------ Given information ------
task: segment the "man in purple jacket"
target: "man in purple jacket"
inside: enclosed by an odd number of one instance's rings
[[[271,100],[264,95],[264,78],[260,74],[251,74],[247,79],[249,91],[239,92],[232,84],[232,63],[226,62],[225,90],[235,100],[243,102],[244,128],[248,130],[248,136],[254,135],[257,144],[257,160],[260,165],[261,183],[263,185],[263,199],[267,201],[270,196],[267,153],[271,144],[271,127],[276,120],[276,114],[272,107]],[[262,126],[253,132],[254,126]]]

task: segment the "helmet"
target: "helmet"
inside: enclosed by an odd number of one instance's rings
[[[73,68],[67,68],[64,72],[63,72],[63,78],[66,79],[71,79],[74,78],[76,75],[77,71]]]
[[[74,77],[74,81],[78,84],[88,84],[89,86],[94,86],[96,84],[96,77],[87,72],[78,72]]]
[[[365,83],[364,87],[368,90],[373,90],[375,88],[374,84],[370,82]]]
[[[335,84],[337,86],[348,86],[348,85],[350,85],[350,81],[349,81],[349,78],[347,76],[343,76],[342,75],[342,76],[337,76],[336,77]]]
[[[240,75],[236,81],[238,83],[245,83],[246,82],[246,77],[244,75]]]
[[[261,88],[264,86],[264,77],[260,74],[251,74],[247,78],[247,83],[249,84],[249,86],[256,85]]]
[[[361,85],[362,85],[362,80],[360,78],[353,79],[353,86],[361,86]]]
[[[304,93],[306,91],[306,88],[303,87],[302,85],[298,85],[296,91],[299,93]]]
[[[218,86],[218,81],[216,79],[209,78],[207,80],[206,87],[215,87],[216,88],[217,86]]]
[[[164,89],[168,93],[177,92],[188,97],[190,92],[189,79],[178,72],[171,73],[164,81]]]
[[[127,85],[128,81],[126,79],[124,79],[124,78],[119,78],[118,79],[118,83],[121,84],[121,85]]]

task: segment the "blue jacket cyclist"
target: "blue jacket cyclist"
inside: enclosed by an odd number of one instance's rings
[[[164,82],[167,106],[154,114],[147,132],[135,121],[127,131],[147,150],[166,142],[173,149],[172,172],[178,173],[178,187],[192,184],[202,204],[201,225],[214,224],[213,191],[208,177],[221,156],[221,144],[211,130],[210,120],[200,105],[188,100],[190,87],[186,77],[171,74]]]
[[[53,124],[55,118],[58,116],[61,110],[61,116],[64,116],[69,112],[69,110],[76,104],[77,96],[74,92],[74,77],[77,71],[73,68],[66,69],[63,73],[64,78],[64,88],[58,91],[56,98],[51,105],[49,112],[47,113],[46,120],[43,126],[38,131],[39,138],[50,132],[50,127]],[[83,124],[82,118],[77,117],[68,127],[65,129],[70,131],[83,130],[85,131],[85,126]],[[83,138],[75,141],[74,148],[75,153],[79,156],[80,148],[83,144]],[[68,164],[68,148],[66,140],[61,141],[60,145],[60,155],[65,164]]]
------
Identify every line in the items above that contains the string "helmet", and copy each of those lines. Matches must have the same uppercase and lowercase letters.

task: segment the "helmet"
target: "helmet"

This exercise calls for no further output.